* **Excerpt provided**
For his first one-person exhibition in the U.S., Fabrice Gygi, a European
shooting star, has transformed
the Swiss Institute’s gallery space into a
polling station.
Fabrice Gygi presents his work the way that a dealer of
illegal goods displays his objects on the street. He uses a mobile structure
that can vanish in the wink of an eye and reappear just as quickly
elsewhere - not seen, not captured, but always there. A structure too
heavy, too static, and he is dead, he disappears.
As in his first exhibitions,
Fabrice Gygi still works with canvas tarpaulins, fitted pipes, inflatable
modules, and wire mesh. He utilizes, for example: protective mattresses,
which he attaches around columns or along handrails ; tents for covering
a tribunal ; sand bags placed at the entrance to a museum ; fences made
of tarpaulins that form a barrier.
Besides the elaboration of a remarkably
coherent plastic language, the great force of Fabrice Gygi’s work resides
in an ambiguity never quite resolved in his proposals. Is a podium made
of grey-green canvas and wood designed for the use of wealthy generals,
who have at their disposal a little sentry box hastily constructed for viewing
a march of troops in the Valais Alps ? Or is it perhaps a mobile space for
surveillance, where those same generals, taken prisoner by guerrillas,
are being "exhibited" before entering the tent-tribunal ? But who decides :
a representative of authority or of the resistance ? Is this before or after
the coup d’état ?

* **What you have to do**
Extract the full text about Fabrice Gygi's exhibition at the Swiss Institute and reproduce it word for word.

Stored items from a collection
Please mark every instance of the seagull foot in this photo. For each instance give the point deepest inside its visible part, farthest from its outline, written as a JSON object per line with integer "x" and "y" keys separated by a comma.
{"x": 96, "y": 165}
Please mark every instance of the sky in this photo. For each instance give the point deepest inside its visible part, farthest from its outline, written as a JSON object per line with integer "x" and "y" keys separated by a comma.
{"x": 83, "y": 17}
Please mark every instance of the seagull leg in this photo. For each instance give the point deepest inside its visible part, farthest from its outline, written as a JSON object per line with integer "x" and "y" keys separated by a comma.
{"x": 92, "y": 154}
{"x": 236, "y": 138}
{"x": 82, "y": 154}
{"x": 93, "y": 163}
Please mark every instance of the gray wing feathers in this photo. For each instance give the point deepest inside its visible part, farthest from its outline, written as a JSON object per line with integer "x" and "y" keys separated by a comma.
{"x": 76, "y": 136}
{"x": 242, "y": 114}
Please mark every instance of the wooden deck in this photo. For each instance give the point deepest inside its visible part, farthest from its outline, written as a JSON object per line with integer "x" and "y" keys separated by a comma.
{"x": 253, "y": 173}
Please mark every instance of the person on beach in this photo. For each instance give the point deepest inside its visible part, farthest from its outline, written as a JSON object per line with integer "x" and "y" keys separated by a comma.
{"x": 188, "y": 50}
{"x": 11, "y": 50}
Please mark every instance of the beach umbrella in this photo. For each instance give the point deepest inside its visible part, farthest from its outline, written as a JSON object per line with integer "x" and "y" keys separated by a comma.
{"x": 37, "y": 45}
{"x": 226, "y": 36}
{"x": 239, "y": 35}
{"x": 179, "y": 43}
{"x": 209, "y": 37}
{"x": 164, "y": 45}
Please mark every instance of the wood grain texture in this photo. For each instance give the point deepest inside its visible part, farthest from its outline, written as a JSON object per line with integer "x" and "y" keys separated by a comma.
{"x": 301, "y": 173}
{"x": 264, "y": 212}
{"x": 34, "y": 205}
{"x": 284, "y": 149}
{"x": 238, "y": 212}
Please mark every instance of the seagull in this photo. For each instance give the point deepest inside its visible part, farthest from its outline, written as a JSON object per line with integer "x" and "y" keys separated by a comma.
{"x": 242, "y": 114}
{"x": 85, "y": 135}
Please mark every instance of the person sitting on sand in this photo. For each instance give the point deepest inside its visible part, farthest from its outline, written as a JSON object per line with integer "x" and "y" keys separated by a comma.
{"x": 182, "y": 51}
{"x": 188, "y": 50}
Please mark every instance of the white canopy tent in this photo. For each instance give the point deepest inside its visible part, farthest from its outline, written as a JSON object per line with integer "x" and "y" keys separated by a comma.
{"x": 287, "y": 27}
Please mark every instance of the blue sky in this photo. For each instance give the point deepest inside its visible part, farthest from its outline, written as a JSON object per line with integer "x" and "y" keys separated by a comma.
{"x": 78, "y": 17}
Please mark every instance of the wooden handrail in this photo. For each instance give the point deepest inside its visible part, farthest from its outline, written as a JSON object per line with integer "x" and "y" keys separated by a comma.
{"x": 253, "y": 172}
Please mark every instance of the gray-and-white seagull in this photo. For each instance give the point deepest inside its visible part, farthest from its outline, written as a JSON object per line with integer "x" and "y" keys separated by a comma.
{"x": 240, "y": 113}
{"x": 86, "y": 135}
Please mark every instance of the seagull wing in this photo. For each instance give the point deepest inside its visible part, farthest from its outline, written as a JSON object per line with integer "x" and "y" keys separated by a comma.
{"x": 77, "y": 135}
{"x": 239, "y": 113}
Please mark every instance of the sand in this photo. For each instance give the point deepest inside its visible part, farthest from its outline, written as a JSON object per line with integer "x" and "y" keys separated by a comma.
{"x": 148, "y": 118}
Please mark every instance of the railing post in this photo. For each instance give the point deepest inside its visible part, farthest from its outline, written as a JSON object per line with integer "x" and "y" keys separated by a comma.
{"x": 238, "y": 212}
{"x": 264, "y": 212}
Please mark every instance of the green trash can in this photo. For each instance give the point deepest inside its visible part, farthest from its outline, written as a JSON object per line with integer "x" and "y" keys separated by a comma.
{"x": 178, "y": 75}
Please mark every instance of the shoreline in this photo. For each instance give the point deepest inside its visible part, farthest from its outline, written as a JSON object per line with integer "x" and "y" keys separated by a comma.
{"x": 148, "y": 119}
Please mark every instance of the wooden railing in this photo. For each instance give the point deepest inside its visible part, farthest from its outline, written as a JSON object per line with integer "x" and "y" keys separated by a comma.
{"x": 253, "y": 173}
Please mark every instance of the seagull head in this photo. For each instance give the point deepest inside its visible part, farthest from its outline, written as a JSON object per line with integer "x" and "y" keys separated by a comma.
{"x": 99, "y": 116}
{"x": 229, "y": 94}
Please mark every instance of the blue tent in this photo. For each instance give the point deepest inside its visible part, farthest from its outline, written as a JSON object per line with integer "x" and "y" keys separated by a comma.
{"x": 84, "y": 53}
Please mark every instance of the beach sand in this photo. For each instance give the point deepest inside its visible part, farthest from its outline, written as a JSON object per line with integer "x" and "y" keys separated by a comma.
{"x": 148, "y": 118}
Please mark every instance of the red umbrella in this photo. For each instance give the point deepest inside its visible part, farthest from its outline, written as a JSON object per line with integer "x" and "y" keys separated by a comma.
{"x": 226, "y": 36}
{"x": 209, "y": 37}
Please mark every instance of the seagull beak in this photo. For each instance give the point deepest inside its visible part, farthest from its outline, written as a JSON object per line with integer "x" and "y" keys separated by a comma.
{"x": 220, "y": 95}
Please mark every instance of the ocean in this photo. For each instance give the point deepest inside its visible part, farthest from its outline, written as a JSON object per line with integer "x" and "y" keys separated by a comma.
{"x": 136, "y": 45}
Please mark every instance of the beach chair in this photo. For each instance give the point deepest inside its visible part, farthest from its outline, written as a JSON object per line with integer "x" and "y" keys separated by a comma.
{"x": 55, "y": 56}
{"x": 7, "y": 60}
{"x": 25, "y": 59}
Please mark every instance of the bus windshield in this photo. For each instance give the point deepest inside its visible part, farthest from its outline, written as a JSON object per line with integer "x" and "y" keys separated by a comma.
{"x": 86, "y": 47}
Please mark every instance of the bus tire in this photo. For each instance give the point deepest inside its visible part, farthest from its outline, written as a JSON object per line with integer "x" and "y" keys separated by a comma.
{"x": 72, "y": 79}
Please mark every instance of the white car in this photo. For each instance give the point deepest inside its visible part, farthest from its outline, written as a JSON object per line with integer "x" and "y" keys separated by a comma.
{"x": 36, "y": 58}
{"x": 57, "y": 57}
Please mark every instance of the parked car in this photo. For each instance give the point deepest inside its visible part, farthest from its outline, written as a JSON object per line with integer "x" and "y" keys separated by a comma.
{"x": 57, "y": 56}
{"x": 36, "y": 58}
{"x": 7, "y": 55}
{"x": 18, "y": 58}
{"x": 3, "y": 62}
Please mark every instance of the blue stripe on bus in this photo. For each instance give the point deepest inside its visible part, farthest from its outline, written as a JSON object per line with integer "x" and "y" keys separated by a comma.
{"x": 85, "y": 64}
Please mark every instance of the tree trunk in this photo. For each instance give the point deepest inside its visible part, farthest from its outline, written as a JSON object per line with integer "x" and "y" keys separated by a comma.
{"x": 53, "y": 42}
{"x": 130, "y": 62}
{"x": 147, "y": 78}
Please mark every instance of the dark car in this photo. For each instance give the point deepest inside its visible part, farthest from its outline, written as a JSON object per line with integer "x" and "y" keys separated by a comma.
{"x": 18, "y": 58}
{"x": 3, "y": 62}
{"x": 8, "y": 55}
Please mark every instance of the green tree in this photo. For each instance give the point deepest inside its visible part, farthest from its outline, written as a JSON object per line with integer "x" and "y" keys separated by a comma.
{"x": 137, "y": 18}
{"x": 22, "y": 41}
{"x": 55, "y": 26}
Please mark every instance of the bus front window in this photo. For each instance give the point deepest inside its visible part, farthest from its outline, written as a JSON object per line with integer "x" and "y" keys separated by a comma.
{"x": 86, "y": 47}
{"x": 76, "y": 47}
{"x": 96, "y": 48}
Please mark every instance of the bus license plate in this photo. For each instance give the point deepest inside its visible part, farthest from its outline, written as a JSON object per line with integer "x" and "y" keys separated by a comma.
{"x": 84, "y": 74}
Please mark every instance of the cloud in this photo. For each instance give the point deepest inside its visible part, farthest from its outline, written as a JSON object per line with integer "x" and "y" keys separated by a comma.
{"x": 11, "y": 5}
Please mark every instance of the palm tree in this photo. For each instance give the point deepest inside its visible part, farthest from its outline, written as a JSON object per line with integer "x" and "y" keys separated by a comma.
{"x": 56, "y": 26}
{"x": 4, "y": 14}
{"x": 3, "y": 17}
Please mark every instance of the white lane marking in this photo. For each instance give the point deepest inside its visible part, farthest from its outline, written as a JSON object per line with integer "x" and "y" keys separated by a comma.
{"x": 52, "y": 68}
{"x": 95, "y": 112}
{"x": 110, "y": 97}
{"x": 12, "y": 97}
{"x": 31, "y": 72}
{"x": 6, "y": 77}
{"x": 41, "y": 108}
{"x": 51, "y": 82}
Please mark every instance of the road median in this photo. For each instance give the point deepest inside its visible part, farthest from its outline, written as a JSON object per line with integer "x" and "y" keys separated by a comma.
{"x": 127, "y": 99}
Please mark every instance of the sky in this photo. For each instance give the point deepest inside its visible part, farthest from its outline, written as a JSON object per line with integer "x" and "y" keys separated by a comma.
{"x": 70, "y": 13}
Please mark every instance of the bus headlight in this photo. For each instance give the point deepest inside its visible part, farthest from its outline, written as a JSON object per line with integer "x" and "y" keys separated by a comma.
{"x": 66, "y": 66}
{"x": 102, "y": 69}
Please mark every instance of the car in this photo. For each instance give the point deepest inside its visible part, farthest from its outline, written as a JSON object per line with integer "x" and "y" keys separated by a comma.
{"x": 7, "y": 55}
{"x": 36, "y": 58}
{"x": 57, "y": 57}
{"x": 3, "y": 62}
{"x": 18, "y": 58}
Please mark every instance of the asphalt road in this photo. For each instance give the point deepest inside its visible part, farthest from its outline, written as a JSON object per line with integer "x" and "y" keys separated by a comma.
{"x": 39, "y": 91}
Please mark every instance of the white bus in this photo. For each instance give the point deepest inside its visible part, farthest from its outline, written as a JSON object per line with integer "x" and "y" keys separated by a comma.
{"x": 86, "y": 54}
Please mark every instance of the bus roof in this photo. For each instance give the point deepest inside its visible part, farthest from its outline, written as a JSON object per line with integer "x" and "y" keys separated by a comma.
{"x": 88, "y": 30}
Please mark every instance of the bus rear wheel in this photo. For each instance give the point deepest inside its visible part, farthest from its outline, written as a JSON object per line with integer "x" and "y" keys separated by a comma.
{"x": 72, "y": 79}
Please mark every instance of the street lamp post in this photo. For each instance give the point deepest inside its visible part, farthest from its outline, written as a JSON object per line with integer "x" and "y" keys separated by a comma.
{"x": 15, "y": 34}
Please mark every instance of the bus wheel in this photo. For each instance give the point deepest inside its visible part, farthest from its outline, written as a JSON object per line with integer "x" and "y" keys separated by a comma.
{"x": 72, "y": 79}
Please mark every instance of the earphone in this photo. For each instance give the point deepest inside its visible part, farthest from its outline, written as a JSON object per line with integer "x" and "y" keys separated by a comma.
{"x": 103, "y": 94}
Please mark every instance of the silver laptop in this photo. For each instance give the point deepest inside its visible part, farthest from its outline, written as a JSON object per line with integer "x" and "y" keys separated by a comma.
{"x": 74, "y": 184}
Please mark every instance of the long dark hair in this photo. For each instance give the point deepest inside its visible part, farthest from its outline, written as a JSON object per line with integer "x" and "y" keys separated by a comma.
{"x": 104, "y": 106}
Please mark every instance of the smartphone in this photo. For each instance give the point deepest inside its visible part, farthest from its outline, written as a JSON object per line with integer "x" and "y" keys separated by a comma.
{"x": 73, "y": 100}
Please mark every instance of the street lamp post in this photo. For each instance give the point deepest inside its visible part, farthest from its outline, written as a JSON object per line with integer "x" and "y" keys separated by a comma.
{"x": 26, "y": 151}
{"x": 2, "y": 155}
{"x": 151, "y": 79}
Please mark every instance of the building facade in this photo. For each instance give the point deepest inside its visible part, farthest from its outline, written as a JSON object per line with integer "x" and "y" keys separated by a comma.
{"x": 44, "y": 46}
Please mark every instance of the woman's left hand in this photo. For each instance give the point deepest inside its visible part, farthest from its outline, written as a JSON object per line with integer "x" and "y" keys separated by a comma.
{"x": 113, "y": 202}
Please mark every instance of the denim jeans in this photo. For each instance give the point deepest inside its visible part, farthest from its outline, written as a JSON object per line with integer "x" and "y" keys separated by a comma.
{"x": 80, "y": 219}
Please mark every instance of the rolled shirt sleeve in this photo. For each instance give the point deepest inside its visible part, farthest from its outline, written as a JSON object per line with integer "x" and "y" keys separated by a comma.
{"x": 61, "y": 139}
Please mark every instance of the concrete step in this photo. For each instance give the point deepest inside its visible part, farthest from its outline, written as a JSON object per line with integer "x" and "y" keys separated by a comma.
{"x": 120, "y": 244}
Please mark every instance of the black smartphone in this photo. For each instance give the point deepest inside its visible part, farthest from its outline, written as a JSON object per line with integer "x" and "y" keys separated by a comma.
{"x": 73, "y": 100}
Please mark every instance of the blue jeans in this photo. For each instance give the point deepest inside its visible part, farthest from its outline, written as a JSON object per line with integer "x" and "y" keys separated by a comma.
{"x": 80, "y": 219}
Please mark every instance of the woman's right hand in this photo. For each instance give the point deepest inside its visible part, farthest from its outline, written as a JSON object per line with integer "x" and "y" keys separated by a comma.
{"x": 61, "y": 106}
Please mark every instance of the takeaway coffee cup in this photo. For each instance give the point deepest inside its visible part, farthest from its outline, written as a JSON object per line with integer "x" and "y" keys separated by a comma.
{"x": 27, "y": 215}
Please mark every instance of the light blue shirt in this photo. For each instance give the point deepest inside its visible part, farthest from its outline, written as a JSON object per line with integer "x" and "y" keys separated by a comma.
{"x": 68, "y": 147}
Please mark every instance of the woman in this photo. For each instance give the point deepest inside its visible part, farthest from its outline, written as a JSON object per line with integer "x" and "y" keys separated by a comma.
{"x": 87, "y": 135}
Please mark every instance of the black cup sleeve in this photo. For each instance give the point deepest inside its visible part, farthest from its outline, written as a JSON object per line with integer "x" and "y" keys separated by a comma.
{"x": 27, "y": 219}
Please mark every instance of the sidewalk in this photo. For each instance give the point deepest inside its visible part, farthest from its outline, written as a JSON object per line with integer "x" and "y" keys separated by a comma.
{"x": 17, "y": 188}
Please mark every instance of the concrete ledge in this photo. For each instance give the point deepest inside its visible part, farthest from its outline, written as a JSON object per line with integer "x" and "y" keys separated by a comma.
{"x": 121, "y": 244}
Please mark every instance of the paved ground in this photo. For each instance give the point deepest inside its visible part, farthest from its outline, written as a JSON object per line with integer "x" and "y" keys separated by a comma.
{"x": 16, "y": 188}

* **Complete answer**
For his first one-person exhibition in the U.S., Fabrice Gygi, a European
shooting star, has transformed
the Swiss Institute’s gallery space into a
polling station.
Fabrice Gygi presents his work the way that a dealer of
illegal goods displays his objects on the street. He uses a mobile structure
that can vanish in the wink of an eye and reappear just as quickly
elsewhere - not seen, not captured, but always there. A structure too
heavy, too static, and he is dead, he disappears.
As in his first exhibitions,
Fabrice Gygi still works with canvas tarpaulins, fitted pipes, inflatable
modules, and wire mesh. He utilizes, for example: protective mattresses,
which he attaches around columns or along handrails ; tents for covering
a tribunal ; sand bags placed at the entrance to a museum ; fences made
of tarpaulins that form a barrier.
Besides the elaboration of a remarkably
coherent plastic language, the great force of Fabrice Gygi’s work resides
in an ambiguity never quite resolved in his proposals. Is a podium made
of grey-green canvas and wood designed for the use of wealthy generals,
who have at their disposal a little sentry box hastily constructed for viewing
a march of troops in the Valais Alps ? Or is it perhaps a mobile space for
surveillance, where those same generals, taken prisoner by guerrillas,
are being "exhibited" before entering the tent-tribunal ? But who decides :
a representative of authority or of the resistance ? Is this before or after
the coup d’état ?